Task set –
a - Please transcribe the portion of the CPU LLM notebook that opens with the words containing "# Optionally, increase" and closes with "tokenizer = AutoTokenizer.from_pretrained(model_id)".
b - Go on with the CPU LLM notebook, starting right after its last line.

Provided text –
-.-.-
# Use a local CPU Large Language Model (LLM) to generate text

This is a basic LLM, which 

* does not require a GPU
* is not fine-tuned for a specific task
* is not optimized for speed
* is not optimized for memory usage
* has a smaller model size
* ...
* is not as good as a GPU LLM
* is not as good as a fine-tuned LLM
* is not as good as a larger LLM
* ...

Its purpose is to allow on-premises and self-hosted use of LLMs. 

In [5]:
# You need to manage the dependencies of LangChain with
# the requirements.txt file. The versions are pinned.
# %pip install -r requirements.txt

## Use the Hugging Face pipeline with LLMware Bling

* The Hugging Face pipeline is a convenient way to use a pre-trained model.
* LLMware Bling is a CPU LLM.
* The config of this model is to allow remote code from Hugging Face.

In [2]:
from langchain_community.llms.huggingface_pipeline import HuggingFacePipeline
from transformers import AutoModelForCausalLM, AutoTokenizer, pipeline

model_id = "llmware/bling-stable-lm-3b-4e1t-v0"

# Ensure the directory for saving models is created and specified in your environment
# This is more about ensuring that the model download doesn't prompt for storage location or confirmation
import os
from transformers import logging

# Optionally, increase logging level if you want to see more details about the download process
logging.set_verbosity_info()

# Make sure you have set TRANSFORMERS_CACHE in your environment variables
# os.environ["TRANSFORMERS_CACHE"] = "/path/to/your/preferred/cache/directory"

tokenizer = AutoTokenizer.from_pretrained(model_id)
-.-.-
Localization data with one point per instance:
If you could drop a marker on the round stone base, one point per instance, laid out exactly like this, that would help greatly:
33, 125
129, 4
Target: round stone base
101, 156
-.-.-
Your responses –
a -
# Optionally, increase logging level if you want to see more details about the download process
logging.set_verbosity_info()

# Make sure you have set TRANSFORMERS_CACHE in your environment variables
# os.environ["TRANSFORMERS_CACHE"] = "/path/to/your/preferred/cache/directory"

tokenizer = AutoTokenizer.from_pretrained(model_id)

b -
model = AutoModelForCausalLM.from_pretrained(model_id, trust_remote_code=True)

pipe = pipeline("text-generation", model=model, tokenizer=tokenizer, max_new_tokens=500)
hf = HuggingFacePipeline(pipeline=pipe)


loading file vocab.json from cache at None
loading file merges.txt from cache at None
loading file tokenizer.json from cache at /home/marius/.cache/huggingface/hub/models--llmware--bling-stable-lm-3b-4e1t-v0/snapshots/a9e4d8d478d76dd062d9acd01b6ce3417217a344/tokenizer.json
loading file added_tokens.json from cache at None
loading file special_tokens_map.json from cache at /home/marius/.cache/huggingface/hub/models--llmware--bling-stable-lm-3b-4e1t-v0/snapshots/a9e4d8d478d76dd062d9acd01b6ce3417217a344/special_tokens_map.json
loading file tokenizer_config.json from cache at /home/marius/.cache/huggingface/hub/models--llmware--bling-stable-lm-3b-4e1t-v0/snapshots/a9e4d8d478d76dd062d9acd01b6ce3417217a344/tokenizer_config.json
Special tokens have been added in the vocabulary, make sure the associated word embeddings are fine-tuned or trained.
loading configuration file config.json from cache at /home/marius/.cache/huggingface/hub/models--llmware--bling-stable-lm-3b-4e1t-v0/snapshots/a9e4d8d

## Use the Hugging Face pipeline with LLMware Bling via LangChain

* This is a basic prompt template with LangChain
* The question is passed to the model via a chain

In [3]:
from langchain.prompts import PromptTemplate

template = """Question: {question}

Answer: Let's think step by step."""
prompt = PromptTemplate.from_template(template)

chain = prompt | hf

question = "What is electroencephalography?"

test = chain.invoke({"question": question})

Disabling tokenizer parallelism, we're using DataLoader multithreading already
Setting `pad_token_id` to `eos_token_id`:0 for open-end generation.


In [4]:
print(test)

 First, electroencephalography (EEG) is a medical test that measures electrical activity in the brain. Second, EEG is a type of electrodiagnostic test. Third, electrodiagnostic tests are used to evaluate neurological conditions.